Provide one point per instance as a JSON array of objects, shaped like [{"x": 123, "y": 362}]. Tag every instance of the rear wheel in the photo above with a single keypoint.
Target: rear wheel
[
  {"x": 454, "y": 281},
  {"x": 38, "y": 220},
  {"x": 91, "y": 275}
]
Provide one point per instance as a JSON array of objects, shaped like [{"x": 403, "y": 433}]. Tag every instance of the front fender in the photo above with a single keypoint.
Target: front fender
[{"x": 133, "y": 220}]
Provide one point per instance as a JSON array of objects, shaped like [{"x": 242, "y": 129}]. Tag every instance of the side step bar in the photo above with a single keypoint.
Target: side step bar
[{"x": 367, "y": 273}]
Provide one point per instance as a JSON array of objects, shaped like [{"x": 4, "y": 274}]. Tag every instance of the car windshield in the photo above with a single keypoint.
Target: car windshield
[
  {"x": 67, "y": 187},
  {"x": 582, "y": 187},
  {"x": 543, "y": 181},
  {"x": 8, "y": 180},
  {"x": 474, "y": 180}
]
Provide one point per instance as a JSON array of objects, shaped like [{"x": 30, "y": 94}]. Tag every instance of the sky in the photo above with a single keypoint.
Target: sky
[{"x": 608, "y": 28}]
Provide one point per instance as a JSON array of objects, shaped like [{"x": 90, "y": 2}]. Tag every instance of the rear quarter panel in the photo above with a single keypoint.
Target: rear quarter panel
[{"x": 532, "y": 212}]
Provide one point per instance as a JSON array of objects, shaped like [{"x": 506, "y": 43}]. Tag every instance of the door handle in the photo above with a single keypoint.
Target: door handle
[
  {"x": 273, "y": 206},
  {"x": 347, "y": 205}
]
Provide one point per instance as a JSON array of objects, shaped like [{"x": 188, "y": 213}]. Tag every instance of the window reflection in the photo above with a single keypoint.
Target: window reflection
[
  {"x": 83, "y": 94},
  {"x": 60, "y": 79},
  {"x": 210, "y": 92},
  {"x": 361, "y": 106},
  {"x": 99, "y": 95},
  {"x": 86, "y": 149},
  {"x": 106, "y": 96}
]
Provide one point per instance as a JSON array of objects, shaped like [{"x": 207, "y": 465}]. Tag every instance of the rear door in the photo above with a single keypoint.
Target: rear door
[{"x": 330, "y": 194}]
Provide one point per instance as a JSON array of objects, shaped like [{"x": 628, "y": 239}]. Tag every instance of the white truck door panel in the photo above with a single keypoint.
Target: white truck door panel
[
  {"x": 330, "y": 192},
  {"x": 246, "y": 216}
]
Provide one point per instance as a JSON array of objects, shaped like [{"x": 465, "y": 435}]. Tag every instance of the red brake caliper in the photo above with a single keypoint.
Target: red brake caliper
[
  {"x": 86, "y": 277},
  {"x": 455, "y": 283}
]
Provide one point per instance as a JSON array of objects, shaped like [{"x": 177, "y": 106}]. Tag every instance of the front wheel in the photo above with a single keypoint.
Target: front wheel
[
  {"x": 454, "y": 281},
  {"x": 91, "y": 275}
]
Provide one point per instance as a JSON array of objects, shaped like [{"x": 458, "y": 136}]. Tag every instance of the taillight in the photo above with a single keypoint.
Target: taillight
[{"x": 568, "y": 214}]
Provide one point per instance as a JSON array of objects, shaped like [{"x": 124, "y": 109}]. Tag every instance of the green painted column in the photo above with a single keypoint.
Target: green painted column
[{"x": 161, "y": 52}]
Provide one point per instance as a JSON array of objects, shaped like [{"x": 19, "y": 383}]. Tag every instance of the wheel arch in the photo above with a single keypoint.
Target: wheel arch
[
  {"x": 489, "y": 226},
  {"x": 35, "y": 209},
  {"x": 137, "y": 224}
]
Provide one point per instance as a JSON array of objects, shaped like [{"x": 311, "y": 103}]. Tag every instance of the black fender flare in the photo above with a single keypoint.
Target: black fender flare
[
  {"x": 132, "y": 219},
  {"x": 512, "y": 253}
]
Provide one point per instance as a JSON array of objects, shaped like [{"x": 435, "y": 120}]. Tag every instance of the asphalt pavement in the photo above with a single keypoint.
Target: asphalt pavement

**What you are asked to do**
Give an exact reproduction of the lines from the one with "of the black" to the final line of the entries, including both.

**Exercise solution**
Provide one point per instance as a JSON array of objects, shaped like [{"x": 311, "y": 103}]. Tag every instance of the black fender flare in the photo above with a single keypoint.
Target: black fender flare
[
  {"x": 132, "y": 219},
  {"x": 512, "y": 253}
]
Provide one point per instance as a JSON array of objects, shaped like [{"x": 435, "y": 120}]. Tag every instance of the asphalt pavement in the photo above with a single keypoint.
Target: asphalt pavement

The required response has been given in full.